## begin SUPPLIED ENTRIES
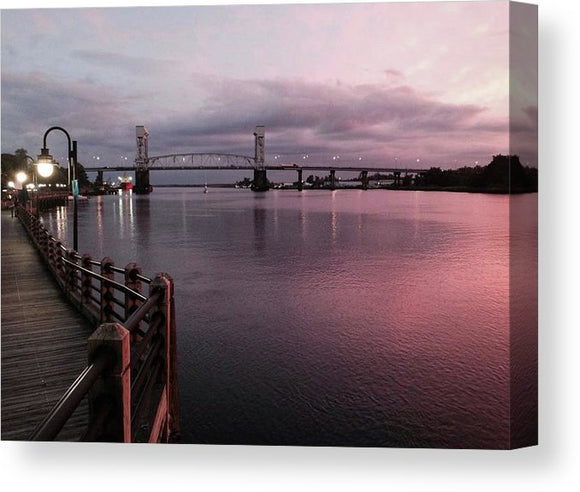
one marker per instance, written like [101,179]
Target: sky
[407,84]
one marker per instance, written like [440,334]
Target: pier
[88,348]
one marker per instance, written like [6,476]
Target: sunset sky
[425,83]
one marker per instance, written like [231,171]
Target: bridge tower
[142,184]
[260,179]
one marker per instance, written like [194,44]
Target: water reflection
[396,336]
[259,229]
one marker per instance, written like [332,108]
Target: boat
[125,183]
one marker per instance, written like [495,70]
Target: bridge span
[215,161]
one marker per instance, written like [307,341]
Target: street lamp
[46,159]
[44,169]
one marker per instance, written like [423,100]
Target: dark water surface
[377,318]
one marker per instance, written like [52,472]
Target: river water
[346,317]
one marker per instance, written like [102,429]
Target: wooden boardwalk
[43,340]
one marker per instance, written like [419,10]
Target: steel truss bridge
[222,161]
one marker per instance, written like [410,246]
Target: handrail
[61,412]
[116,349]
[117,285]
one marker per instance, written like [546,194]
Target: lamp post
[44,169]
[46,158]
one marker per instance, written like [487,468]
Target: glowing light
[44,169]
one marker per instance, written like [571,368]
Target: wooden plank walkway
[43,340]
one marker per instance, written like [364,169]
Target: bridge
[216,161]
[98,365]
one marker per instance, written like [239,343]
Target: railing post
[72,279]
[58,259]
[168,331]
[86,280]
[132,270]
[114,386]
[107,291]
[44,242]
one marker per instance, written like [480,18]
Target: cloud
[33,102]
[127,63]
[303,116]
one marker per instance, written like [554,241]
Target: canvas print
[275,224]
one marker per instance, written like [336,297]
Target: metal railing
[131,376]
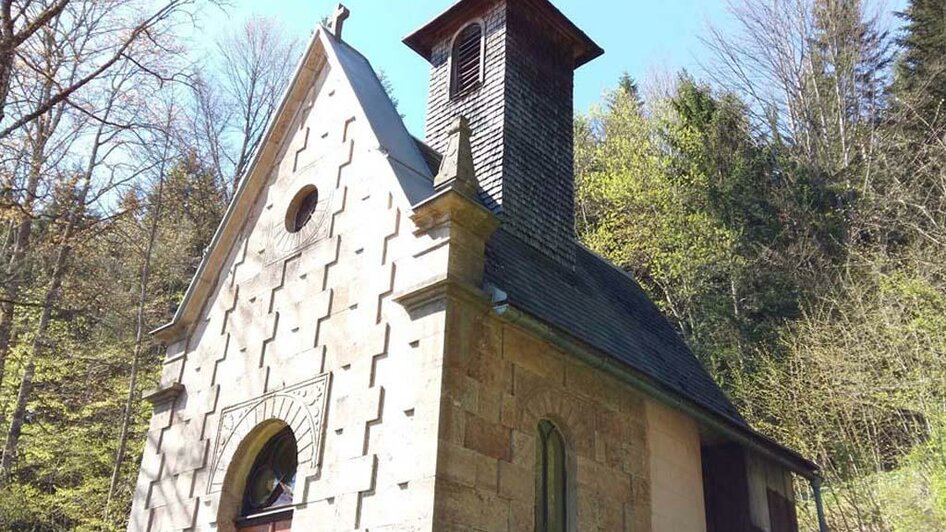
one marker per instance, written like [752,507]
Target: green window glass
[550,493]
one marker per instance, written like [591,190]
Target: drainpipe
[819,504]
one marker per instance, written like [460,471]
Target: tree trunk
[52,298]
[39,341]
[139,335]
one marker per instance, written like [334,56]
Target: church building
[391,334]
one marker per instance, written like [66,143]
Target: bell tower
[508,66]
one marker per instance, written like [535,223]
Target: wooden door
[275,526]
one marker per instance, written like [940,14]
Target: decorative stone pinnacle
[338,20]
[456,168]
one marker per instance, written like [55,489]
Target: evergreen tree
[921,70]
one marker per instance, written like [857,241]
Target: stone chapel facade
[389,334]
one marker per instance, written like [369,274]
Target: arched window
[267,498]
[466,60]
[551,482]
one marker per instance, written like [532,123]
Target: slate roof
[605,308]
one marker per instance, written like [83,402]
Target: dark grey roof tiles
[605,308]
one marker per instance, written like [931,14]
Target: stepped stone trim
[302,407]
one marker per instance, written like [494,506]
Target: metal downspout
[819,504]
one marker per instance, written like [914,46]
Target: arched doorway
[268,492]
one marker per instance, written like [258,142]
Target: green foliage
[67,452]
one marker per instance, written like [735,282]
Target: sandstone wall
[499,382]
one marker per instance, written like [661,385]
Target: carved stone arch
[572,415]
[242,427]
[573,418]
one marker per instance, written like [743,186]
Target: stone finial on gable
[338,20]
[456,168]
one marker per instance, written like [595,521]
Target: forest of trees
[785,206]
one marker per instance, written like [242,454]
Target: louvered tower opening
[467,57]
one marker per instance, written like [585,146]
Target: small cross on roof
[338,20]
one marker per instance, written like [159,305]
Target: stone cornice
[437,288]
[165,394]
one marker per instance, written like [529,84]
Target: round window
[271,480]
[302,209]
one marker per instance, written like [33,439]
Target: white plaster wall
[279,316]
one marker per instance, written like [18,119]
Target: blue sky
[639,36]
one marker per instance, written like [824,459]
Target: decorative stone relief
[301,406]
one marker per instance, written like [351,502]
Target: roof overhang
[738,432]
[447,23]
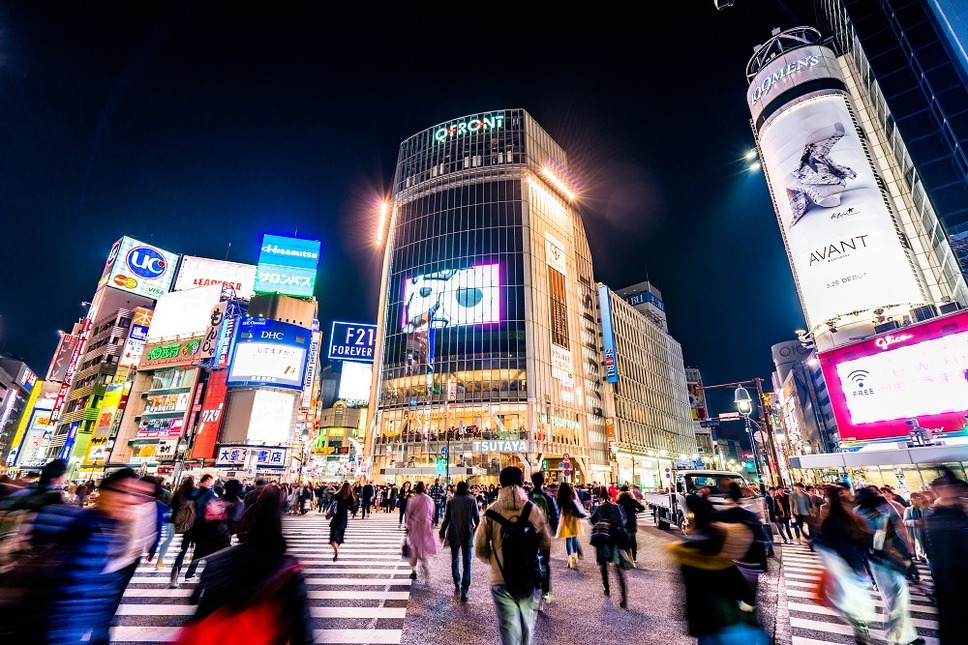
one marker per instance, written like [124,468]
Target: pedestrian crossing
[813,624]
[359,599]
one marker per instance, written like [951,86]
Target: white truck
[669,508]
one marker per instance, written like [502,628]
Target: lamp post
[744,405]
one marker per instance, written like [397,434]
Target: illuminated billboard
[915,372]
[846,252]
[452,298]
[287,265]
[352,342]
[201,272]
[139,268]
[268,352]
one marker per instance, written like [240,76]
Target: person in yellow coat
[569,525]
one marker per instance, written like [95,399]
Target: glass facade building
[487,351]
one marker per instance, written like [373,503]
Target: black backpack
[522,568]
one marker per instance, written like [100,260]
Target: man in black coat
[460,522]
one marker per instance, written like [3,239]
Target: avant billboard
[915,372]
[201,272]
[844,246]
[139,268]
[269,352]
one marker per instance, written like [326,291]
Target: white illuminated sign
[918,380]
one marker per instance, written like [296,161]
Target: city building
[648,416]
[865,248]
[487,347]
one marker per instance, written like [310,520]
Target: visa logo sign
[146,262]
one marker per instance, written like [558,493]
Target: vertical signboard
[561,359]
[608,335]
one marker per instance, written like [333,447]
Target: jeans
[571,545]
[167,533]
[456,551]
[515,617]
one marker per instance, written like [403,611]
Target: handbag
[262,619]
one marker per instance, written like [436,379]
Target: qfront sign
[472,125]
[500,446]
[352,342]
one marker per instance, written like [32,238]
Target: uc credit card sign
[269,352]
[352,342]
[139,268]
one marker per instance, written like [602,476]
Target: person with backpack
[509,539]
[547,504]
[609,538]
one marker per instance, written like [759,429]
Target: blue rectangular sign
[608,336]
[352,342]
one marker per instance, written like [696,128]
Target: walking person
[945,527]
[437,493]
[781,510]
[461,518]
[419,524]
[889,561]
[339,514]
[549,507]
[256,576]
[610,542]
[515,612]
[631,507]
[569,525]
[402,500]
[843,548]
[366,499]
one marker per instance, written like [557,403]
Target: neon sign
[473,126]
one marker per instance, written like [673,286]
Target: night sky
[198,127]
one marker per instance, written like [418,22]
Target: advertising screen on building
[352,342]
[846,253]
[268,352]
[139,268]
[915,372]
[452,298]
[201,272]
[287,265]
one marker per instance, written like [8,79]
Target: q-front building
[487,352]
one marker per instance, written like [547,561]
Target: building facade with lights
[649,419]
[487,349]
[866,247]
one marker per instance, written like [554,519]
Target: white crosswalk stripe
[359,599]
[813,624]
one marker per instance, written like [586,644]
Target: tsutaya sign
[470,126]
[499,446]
## end SUPPLIED ENTRIES
## begin SUPPLIED ENTRIES
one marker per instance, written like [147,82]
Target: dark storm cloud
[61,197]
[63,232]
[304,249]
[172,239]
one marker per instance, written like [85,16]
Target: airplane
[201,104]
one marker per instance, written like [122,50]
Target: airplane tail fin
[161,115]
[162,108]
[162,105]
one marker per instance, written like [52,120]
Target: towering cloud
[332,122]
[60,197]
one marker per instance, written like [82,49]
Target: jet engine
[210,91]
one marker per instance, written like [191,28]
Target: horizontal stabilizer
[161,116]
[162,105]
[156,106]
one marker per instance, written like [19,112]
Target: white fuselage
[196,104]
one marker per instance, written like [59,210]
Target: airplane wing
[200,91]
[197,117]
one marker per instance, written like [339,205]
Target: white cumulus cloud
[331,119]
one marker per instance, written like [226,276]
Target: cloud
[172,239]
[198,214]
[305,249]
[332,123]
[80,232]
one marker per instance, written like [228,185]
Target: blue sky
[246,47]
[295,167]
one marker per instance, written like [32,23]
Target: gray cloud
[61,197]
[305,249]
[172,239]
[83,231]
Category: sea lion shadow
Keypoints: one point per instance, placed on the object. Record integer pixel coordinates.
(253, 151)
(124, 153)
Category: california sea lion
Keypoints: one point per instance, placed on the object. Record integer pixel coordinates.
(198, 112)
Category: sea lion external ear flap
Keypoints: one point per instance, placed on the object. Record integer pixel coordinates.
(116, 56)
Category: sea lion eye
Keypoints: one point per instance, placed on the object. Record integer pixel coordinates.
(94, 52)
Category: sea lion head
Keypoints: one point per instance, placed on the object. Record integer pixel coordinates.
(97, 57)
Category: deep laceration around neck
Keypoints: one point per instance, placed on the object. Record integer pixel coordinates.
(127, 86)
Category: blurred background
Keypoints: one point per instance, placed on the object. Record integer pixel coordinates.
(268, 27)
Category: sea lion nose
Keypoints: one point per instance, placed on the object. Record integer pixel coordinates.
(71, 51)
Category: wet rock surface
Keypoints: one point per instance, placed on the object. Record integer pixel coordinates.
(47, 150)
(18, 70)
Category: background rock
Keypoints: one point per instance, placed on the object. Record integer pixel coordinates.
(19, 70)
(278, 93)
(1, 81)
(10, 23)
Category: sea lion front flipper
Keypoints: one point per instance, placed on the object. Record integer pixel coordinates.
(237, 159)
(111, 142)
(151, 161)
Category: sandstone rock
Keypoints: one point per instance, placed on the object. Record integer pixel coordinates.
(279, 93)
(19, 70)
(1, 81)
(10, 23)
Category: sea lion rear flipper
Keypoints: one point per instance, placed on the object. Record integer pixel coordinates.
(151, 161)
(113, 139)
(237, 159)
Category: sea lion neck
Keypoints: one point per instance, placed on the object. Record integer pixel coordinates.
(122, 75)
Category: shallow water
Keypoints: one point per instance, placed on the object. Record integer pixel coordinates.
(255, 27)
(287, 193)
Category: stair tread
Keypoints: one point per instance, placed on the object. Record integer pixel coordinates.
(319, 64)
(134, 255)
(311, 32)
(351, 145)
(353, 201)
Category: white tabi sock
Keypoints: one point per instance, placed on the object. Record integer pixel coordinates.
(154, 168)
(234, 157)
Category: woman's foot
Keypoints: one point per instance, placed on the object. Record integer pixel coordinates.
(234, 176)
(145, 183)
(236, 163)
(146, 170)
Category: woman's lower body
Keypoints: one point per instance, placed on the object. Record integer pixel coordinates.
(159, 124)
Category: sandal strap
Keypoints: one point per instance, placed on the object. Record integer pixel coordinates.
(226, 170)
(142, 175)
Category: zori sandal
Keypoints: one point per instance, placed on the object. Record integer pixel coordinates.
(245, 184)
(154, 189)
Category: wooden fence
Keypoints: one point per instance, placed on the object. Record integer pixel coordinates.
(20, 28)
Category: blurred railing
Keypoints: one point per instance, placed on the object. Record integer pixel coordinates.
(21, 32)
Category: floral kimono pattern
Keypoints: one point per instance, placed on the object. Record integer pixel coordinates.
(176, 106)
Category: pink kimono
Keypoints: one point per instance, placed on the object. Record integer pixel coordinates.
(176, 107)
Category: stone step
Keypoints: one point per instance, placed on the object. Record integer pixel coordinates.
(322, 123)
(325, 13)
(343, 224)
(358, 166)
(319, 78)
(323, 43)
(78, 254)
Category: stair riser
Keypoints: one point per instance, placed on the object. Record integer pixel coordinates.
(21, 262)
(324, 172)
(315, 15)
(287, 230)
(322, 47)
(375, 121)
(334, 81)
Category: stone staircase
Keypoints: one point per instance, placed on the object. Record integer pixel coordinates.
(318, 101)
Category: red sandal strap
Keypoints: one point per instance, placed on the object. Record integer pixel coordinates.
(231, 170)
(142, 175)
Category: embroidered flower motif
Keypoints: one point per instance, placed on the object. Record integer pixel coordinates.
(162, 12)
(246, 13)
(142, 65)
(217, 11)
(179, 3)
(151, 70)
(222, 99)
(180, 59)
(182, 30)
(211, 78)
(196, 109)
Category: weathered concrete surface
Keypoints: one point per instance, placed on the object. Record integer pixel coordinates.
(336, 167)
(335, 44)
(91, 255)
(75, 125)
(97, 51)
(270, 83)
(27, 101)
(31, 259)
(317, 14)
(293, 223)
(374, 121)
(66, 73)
## end SUPPLIED ENTRIES
EXERCISE:
Show every line in the items above that holds the word "railing".

THE RESULT:
Target: railing post
Target: metal railing
Category: blurred railing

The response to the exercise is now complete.